## START

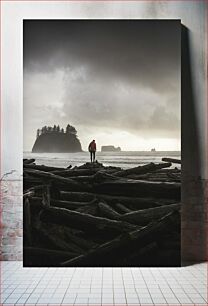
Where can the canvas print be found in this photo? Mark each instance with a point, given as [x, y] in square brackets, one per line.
[102, 143]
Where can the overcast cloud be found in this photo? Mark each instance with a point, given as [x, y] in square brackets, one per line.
[107, 78]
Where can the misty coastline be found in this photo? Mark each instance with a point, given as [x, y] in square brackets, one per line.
[123, 159]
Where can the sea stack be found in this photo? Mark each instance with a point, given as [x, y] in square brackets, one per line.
[57, 140]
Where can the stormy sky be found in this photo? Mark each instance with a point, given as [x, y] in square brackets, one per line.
[116, 81]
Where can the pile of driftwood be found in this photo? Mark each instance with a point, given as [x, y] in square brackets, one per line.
[94, 215]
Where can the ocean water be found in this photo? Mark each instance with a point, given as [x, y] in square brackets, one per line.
[119, 159]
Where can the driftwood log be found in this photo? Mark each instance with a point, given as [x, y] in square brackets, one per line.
[107, 254]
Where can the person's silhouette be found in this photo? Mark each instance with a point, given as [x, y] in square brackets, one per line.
[92, 150]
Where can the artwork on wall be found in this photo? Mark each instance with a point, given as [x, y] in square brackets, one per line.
[102, 143]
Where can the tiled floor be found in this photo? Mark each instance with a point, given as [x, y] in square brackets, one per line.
[103, 286]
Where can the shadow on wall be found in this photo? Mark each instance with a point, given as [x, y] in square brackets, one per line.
[193, 233]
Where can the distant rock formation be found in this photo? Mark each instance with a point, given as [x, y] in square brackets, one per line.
[110, 149]
[56, 140]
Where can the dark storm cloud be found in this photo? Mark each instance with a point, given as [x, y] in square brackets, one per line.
[122, 73]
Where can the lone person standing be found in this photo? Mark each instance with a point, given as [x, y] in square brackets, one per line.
[92, 150]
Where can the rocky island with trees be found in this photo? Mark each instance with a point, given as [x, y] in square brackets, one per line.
[57, 140]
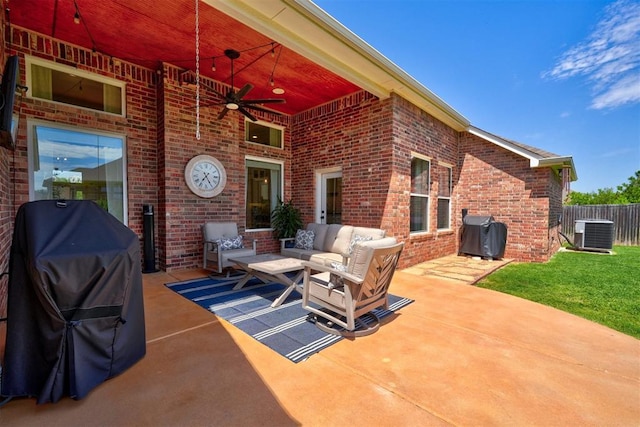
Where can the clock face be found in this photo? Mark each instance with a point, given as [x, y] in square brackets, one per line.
[205, 176]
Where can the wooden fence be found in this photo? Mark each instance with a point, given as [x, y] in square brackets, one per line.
[626, 220]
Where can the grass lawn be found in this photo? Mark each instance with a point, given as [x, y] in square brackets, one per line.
[600, 287]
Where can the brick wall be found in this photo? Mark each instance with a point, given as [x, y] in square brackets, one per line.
[139, 128]
[181, 213]
[372, 141]
[6, 198]
[495, 181]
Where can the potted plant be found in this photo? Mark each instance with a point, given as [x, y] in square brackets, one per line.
[286, 219]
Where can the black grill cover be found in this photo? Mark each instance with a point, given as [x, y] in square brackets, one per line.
[482, 236]
[75, 314]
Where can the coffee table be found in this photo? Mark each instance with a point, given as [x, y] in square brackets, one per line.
[271, 268]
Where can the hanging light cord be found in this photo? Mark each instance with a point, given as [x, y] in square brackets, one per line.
[197, 73]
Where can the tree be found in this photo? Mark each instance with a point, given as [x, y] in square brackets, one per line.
[631, 189]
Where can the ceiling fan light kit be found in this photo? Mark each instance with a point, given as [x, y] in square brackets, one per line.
[235, 101]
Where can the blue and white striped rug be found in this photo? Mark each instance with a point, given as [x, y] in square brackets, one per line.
[287, 329]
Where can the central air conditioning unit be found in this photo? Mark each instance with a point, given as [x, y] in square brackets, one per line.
[593, 234]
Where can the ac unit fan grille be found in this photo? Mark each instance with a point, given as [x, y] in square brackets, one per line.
[598, 235]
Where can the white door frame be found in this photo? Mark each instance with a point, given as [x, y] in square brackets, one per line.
[321, 176]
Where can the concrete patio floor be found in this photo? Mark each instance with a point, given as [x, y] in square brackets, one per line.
[459, 355]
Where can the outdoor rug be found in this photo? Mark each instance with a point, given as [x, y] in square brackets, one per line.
[287, 329]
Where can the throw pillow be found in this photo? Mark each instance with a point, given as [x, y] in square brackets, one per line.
[357, 239]
[335, 281]
[304, 239]
[231, 243]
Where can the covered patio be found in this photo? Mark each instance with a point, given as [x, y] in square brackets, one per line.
[459, 355]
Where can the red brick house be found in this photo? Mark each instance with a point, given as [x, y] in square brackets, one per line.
[357, 138]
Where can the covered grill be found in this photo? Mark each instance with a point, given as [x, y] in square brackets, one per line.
[482, 236]
[75, 315]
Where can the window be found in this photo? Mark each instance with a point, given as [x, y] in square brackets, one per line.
[262, 133]
[444, 197]
[264, 188]
[419, 209]
[78, 165]
[68, 85]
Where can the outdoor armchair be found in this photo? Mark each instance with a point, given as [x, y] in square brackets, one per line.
[344, 296]
[222, 242]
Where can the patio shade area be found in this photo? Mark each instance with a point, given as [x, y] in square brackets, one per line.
[459, 355]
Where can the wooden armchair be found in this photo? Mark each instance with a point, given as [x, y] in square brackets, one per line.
[343, 298]
[222, 242]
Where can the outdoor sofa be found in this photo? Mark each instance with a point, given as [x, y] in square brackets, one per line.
[329, 243]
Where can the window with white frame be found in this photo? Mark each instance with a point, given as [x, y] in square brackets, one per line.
[264, 189]
[72, 164]
[263, 133]
[445, 183]
[61, 83]
[420, 183]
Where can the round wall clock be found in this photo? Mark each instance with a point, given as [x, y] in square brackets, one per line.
[205, 176]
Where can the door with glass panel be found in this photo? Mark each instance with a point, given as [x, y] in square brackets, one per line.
[330, 210]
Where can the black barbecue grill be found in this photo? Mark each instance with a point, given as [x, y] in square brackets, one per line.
[482, 236]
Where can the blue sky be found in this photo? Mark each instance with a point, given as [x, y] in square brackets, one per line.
[563, 76]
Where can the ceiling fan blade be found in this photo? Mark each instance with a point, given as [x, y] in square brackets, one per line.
[264, 101]
[248, 114]
[245, 89]
[219, 94]
[264, 110]
[223, 113]
[210, 104]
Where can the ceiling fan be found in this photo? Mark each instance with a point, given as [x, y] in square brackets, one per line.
[232, 100]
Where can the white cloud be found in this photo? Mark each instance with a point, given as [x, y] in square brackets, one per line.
[609, 58]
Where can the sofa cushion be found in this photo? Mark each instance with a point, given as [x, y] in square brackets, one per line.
[325, 258]
[304, 239]
[342, 240]
[375, 233]
[320, 231]
[357, 239]
[226, 244]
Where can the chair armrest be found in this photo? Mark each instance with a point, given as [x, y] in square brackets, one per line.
[252, 240]
[314, 266]
[283, 241]
[212, 245]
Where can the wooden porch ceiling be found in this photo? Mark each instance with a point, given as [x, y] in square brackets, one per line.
[148, 32]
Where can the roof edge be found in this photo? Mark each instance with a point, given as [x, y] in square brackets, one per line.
[324, 40]
[535, 160]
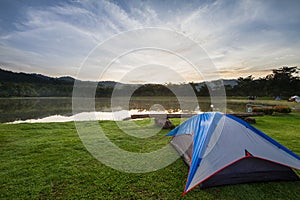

## END

### [WHAT IS BEING ASKED]
Rewrite all the records above with every "photo" changed to "image" and nothing else altered. Omit the pictures.

### [ANSWER TO THE PROBLEM]
Where can the canvas print be found in this image? Mark each instance with a point, given as [x, y] in square brackets, one per line.
[102, 143]
Where can the overcast cloud be found in this image? Mark each instance with a point, given as [x, y] in square brackets, one per line.
[107, 78]
Where can the misty coastline be found in this image? Mark each instance with a point, given as [x, y] in square brackets, one per line.
[123, 159]
Where can the sea stack be found in this image? Mark each instance with a point, given as [x, y] in square brackets, one per line.
[57, 140]
Where can the stormy sky be found in this image? Mark each instance with a point, given as [x, y] in square brackets, one per line.
[116, 81]
Where can the pile of driftwood be found in this image? Mark each instance with a point, given as [x, y] in square brackets, one per line.
[94, 215]
Where can the ocean water be found in this image? Mark each instance with a point, given as [x, y] in square brackets, one per line.
[119, 159]
Where can the driftwood log be found in this image? Mark each instance with a point, given as [x, y] in square brackets, one per line.
[107, 254]
Where can the person's silhouette be found in this image? Mark each instance with a point, given as [x, y] in square brackets, one per line.
[92, 150]
Where can the artwork on wall be found in this image? Mark each instance with a point, given as [x, y] in square brackets, one per line.
[102, 143]
Where can the tiled floor be found in this image? Mark each instance with a point, given as [x, y] in square brackets, one per line.
[103, 286]
Where can the shadow on wall be found in this image? Mark each instance with a point, given as [x, y] in square brackets, one per line.
[193, 233]
Where can the distant rock formation be found in this image? Mark each instance with a point, given as [x, y] in square brackets, one per line.
[110, 149]
[56, 140]
Where can the dark storm cloud be found in this image? Mark each instance with a point, given as [x, y] in square brackets, one per line.
[122, 73]
Where can the lone person standing be found in this image? Mark each instance with a point, given as [x, y] in square brackets, one per line.
[92, 150]
Where can the rocky island with trees be found in this image? Mark each instance with a point, given as [x, y] in square brackets, one per line.
[57, 140]
Where can the clock face be found in this image? Mark each instance with a point, given as [x, y] in square brackets, one per line.
[205, 176]
Where can the wooden fence be found in this image? Mark each instance with a point, given as [x, y] in square brackets, one per line.
[626, 220]
Where can the grass lawn be found in this image? Mark each instance with a point, given as [x, y] in square brackets, one per line.
[600, 287]
Where can the brick wall be found in this image? Mark each instance with a point, given as [x, y] in square brackets, one per line.
[139, 128]
[181, 213]
[372, 141]
[6, 198]
[495, 181]
Where can the potted plant be found in this image? Mark each instance with a point, given as [x, y] in square brackets, one per line.
[286, 219]
Where can the black grill cover be found in this image? Mark each instance with a point, given as [x, y] in square brackets, one per line.
[482, 236]
[75, 314]
Where can the coffee table be found in this image? Mark each instance with a point, given as [x, y] in square brackets, one per line.
[271, 268]
Where can the hanging light cord be found in this image? Mark each instance with a point, given as [x, y] in square brackets, one per line.
[197, 73]
Where can the tree be found in this image? Mark each instance with a point, given as [x, y] in square brackets, one per line.
[631, 189]
Where can the ceiling fan light kit be found in this image? Mark each instance with a point, given as [x, y] in square brackets, one per line.
[235, 101]
Where can the blue and white striped rug be found in this image? Mark each instance with a point, given as [x, y] in square brackets, one per line.
[287, 329]
Where can the central air conditioning unit be found in this image? Mark each instance with a point, given as [x, y] in square brackets, one per line.
[593, 234]
Where can the ac unit fan grille be found in this image? Mark each instance with a point, given as [x, y] in square brackets, one per line.
[598, 235]
Where can the white door frame be found in this image? Mark each instance with a point, given as [x, y] in square brackets, one per line.
[321, 176]
Where can the concrete patio floor be found in this image? Mark each instance with a point, given as [x, y] in square brackets, one per line.
[459, 355]
Where can the outdoor rug be found in this image? Mark each instance with a point, given as [x, y] in square brackets, one per line.
[287, 329]
Where can the throw pillow be found in this image? Mark each instance with a point, given as [x, y] in square brackets, one per line.
[357, 239]
[335, 281]
[304, 239]
[231, 243]
Where can the covered patio be found in this image? Mark each instance with a point, given as [x, y] in square brackets, one per line.
[459, 355]
Where can the red brick house be found in this image? Mark each instance with a point, given as [x, y] in square brackets, one per line.
[357, 138]
Where can the covered grill be found in this image? Mark each instance with a point, given as [x, y] in square brackets, one per line.
[482, 236]
[75, 315]
Where can the window be found in this image? Mark each instance with a point, given as [x, y] in square brackets, one per line.
[262, 133]
[444, 197]
[264, 188]
[419, 209]
[78, 165]
[68, 85]
Where can the outdoor armchair be found in this image? Mark each instance with a point, given as [x, y] in square brackets, one per line.
[344, 296]
[222, 242]
Where can the patio shade area be found in this image? Mark each instance with a point, given as [x, y] in square brackets, one per line.
[459, 355]
Where can the wooden armchair be found in this image? Mark each instance with a point, given as [x, y] in square brackets, one per line.
[343, 298]
[222, 242]
Where can the outdoor sofa be found in this image? Mark each instance with a point, given as [x, y] in square brackets, one per line.
[329, 243]
Where can the window with white frame be found in this image? Mark each instance with a point, given as [x, y] in square brackets, one per line.
[264, 189]
[72, 164]
[263, 133]
[445, 183]
[61, 83]
[420, 183]
Where can the round wall clock be found in this image? Mark each instance with a point, given as [x, y] in square brackets, one per line.
[205, 176]
Where can the door with glass panel be found in this image? Mark each instance with a point, given as [x, y] in square brackets, one per line.
[330, 210]
Where can the black barbecue grill be found in this image? Mark each instance with a point, given as [x, y] in square brackets, one per line.
[482, 236]
Where can the blue sky be found in this image? Mark each instance with a point, given as [x, y] in square brackets, one per line.
[563, 76]
Where can the ceiling fan blade be found in this image? Mark each instance with a point, given as [x, y] in square brackets, one per line.
[264, 101]
[248, 114]
[245, 89]
[219, 94]
[264, 110]
[223, 113]
[210, 104]
Where can the ceiling fan be found in this image? Mark each instance with a point, given as [x, y] in square brackets, one per line.
[232, 100]
Where can the white cloud be found in this image? Mark each instance with a point, given as [x, y] in square brackets, one per line.
[609, 58]
Where can the sofa cushion be found in this image? Mark each instance with a point, given as [x, y] in square brackets, one per line.
[325, 258]
[304, 239]
[342, 240]
[375, 233]
[320, 231]
[357, 239]
[226, 244]
Where can the chair armrest be found in this image? Mark each instance with a point, given as [x, y] in square brackets, one per line.
[252, 240]
[314, 266]
[283, 241]
[212, 245]
Where can the wooden porch ceiling be found in this image? Mark each instance with a point, given as [x, y] in square brackets, one per line.
[148, 32]
Where can the roof edge be found in this image? Mark each instance with a point, given as [x, y] in square brackets, one per line.
[324, 40]
[535, 160]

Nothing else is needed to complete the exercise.